Task goal
Could you extract every entry below and reproduce it exactly?

Supplied records
◆ ◆ ◆

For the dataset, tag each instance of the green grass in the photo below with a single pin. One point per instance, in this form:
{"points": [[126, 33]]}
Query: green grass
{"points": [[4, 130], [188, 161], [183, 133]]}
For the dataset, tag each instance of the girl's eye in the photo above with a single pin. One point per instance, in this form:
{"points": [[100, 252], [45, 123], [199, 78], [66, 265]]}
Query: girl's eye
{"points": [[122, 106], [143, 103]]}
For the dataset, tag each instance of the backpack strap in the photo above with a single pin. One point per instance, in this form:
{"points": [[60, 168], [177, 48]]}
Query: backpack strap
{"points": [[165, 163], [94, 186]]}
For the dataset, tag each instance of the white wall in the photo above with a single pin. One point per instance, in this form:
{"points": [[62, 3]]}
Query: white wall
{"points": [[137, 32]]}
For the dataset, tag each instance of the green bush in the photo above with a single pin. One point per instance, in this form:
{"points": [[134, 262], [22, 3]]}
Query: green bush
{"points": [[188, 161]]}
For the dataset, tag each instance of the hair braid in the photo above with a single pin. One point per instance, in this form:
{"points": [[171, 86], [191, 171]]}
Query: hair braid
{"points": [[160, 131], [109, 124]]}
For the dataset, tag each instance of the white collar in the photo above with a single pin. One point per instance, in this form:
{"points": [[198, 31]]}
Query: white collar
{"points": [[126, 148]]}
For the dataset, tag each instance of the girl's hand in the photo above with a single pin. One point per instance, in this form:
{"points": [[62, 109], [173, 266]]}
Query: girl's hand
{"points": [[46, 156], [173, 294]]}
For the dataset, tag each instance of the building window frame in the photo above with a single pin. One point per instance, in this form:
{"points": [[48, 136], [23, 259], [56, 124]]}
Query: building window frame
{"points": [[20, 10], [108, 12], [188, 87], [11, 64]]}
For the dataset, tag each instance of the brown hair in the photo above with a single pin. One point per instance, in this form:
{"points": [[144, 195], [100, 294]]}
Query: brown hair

◆ ◆ ◆

Task output
For the dataset, tag each instance of the green grass in the photo below with a single pin. One point per instance, in this form:
{"points": [[126, 33]]}
Query: green grass
{"points": [[4, 130], [188, 161], [183, 133]]}
For the dataset, tag each instance of the girl's eye in the photo above with a single pin. One point per instance, in this form:
{"points": [[100, 252], [45, 123], [199, 78], [66, 265]]}
Query: girl's eye
{"points": [[122, 106], [143, 103]]}
For the dataset, tag each instance of the backpack strap in the photo above with a single pin. One point per instance, in this form:
{"points": [[60, 168], [177, 48]]}
Query: backpack strap
{"points": [[165, 163], [94, 186]]}
For the dataset, tag each instance of the white wall in the photo above with a single pin. One point per instance, in this form:
{"points": [[62, 3]]}
Query: white wall
{"points": [[137, 32]]}
For the dataset, tag each instance of the green bush in the photo above with a single pin. One point per instance, in this form:
{"points": [[134, 262], [22, 3]]}
Query: green bush
{"points": [[188, 161]]}
For the dataset, tag each instance of the hair braid in the photo above with a single pin. One point per instance, in this form:
{"points": [[171, 86], [191, 171]]}
Query: hair braid
{"points": [[160, 131], [109, 124]]}
For the dataset, tag each instance of the white collar in the photo above with a single pin. One point per instance, in this form:
{"points": [[198, 31]]}
Query: white collar
{"points": [[126, 148]]}
For the dataset, tag each instance of the girl's hand in the photo above with a single pin. One point per instance, in this form:
{"points": [[62, 109], [173, 266]]}
Query: girl's hand
{"points": [[46, 156], [173, 294]]}
For the dataset, tag each instance of the building window frame in the photo above with a single pin. One point per instance, in this form:
{"points": [[48, 136], [23, 259], [56, 124]]}
Query: building window frame
{"points": [[20, 10], [108, 12], [188, 87], [11, 64]]}
For the dataset, tag each instance of the brown hair in the photo above with a single pin. One point per instance, in this form:
{"points": [[144, 195], [100, 294]]}
Query: brown hair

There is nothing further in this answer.